··· Data for processing
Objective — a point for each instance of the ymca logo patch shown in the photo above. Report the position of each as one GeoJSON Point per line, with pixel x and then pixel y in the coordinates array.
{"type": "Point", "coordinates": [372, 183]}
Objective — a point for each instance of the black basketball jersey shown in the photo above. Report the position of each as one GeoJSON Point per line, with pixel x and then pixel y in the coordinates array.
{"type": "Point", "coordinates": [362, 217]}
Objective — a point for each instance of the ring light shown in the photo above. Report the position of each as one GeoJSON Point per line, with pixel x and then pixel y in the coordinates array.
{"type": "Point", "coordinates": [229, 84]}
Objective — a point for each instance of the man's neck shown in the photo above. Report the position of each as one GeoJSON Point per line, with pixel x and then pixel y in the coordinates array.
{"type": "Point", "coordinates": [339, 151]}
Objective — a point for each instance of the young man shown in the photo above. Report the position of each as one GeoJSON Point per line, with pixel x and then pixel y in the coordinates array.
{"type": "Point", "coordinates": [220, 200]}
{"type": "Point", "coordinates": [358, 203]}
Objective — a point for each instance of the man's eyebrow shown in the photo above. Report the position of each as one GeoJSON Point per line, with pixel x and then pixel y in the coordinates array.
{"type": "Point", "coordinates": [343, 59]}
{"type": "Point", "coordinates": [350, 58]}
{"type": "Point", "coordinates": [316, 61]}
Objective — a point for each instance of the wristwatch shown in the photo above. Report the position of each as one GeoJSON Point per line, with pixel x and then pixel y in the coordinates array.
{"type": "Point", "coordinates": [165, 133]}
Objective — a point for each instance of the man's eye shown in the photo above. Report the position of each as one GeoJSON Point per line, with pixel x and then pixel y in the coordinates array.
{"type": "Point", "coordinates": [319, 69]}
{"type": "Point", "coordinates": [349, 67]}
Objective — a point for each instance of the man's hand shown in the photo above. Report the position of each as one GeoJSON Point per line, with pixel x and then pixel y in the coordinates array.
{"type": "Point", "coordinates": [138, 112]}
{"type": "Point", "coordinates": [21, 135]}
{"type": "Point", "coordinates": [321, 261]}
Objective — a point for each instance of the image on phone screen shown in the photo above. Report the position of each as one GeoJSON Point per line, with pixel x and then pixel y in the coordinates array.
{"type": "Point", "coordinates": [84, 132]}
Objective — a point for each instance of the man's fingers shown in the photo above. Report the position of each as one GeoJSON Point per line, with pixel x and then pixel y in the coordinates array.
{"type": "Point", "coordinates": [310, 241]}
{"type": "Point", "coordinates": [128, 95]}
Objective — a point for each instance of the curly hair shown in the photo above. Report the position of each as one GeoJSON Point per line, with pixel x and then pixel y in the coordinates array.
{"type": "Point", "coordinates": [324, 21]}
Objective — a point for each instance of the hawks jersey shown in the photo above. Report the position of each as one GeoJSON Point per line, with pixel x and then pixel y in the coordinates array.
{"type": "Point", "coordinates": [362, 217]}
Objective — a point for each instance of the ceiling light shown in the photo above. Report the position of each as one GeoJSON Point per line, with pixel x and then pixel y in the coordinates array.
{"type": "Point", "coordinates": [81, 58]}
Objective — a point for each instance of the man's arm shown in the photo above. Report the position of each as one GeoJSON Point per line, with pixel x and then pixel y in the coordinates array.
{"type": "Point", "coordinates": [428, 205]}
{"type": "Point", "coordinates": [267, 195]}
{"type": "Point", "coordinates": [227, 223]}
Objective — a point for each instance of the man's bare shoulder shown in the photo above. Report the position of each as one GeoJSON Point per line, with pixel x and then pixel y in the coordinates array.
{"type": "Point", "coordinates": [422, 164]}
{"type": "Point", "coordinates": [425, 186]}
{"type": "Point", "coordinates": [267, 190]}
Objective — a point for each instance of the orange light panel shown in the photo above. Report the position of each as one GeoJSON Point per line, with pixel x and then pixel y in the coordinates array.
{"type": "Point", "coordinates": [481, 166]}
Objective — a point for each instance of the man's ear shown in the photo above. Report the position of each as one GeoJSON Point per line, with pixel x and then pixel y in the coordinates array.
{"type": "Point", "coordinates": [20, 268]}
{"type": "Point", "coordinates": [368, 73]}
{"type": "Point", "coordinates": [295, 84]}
······
▶ Activity: Starting at the first line and ending at the last, retype the entries above.

▶ Worked solution:
Objective — a point for each instance of the ymca logo patch shown in the photo above. Report the position of each as one GeoJSON Point per line, with pixel x and then pixel y in the coordinates array.
{"type": "Point", "coordinates": [372, 183]}
Objective — a point for each instance of the black basketball jersey shown in the photo above. Report the position of each as one GeoJSON Point per line, with pixel x and then pixel y in the coordinates array.
{"type": "Point", "coordinates": [362, 217]}
Objective — a point for each instance of the ring light shown in the photo above. Report the position of each as one GeoJSON Point per line, with pixel x and then pixel y in the coordinates array.
{"type": "Point", "coordinates": [229, 84]}
Objective — a point for each instance of the man's neck shown in the photo above. Report the position of each as one GeoJSON Point per line, with pixel x and then pixel y in the coordinates array.
{"type": "Point", "coordinates": [339, 151]}
Objective — a point for each instance of the young man shown in the photo above. Report the position of each as one GeoJSON Point per line, with pixel x and then pixel y in the coordinates array.
{"type": "Point", "coordinates": [220, 200]}
{"type": "Point", "coordinates": [358, 203]}
Objective — a point for each instance of the man's eyebrow shown in the photo above. Report the position of each as one GeoJSON Point per line, with pixel x and then pixel y in the coordinates array.
{"type": "Point", "coordinates": [343, 59]}
{"type": "Point", "coordinates": [350, 58]}
{"type": "Point", "coordinates": [316, 61]}
Objective — a point for each instance of the wristwatch shown in the photo above. Report the position of each as one GeoJSON Point per line, with pixel x and then pixel y in the coordinates array.
{"type": "Point", "coordinates": [165, 133]}
Objective — a point for each instance of the man's eye shown in the photo above. Report the position of each as one GeoJSON Point per line, with pixel x and then pixel y in the coordinates array.
{"type": "Point", "coordinates": [319, 69]}
{"type": "Point", "coordinates": [349, 67]}
Objective — a point for each instance of the man's hand shown in the photo above. Report the position of each as one GeoJSON Point per line, with pixel x and then pixel y in the coordinates array.
{"type": "Point", "coordinates": [138, 112]}
{"type": "Point", "coordinates": [21, 135]}
{"type": "Point", "coordinates": [321, 261]}
Objective — a point for each instance of the image on phone screen shown in the photo above. Report the position of each as one GeoJSON Point per line, with pixel x and then pixel y in the coordinates array.
{"type": "Point", "coordinates": [84, 132]}
Objective — a point for each instance of the man's fingers shown in the photo above. Report the position of each as one GeoJSON Point per line, with pixel x and then pixel y in the coordinates array.
{"type": "Point", "coordinates": [310, 241]}
{"type": "Point", "coordinates": [128, 95]}
Objective — a point for each instance of the curly hair shown in the photo above. Report the position of each as one GeoJSON Point per line, with pixel x and then pixel y in the coordinates array.
{"type": "Point", "coordinates": [324, 21]}
Objective — a point for each instance of the hawks jersey shown in the photo above. Report the position of each as one GeoJSON Point per line, with pixel x and then pixel y in the coordinates array.
{"type": "Point", "coordinates": [362, 217]}
Objective — a point for each instance of the ceiling light shown in the photo above. Report the position of each as one GeoJSON Point per line, with pixel x and then pixel y in the coordinates array.
{"type": "Point", "coordinates": [81, 58]}
Objective — a point for each instance of the man's arm shown in the photo above. Report the position of each as one GeoJSON Point per line, with pixel x and then pixel y in the coordinates array.
{"type": "Point", "coordinates": [428, 205]}
{"type": "Point", "coordinates": [267, 195]}
{"type": "Point", "coordinates": [227, 223]}
Objective — a point for each instance of the man's bare shoulder shown in the photo above. Report the position of each as one GeoJSON Point per line, with pixel x and then pixel y in the coordinates array.
{"type": "Point", "coordinates": [422, 164]}
{"type": "Point", "coordinates": [425, 186]}
{"type": "Point", "coordinates": [267, 190]}
Objective — a point for each instance of the orange light panel shown in the photo above. Report the position of each as one GeoJSON Point per line, with pixel x and then pixel y in the coordinates array.
{"type": "Point", "coordinates": [481, 166]}
Objective — a point for each instance of the man's ear shown in the photo above. Report the position of each as one GeoJSON Point per line, with pixel x and then pixel y in the coordinates array.
{"type": "Point", "coordinates": [20, 268]}
{"type": "Point", "coordinates": [368, 73]}
{"type": "Point", "coordinates": [295, 84]}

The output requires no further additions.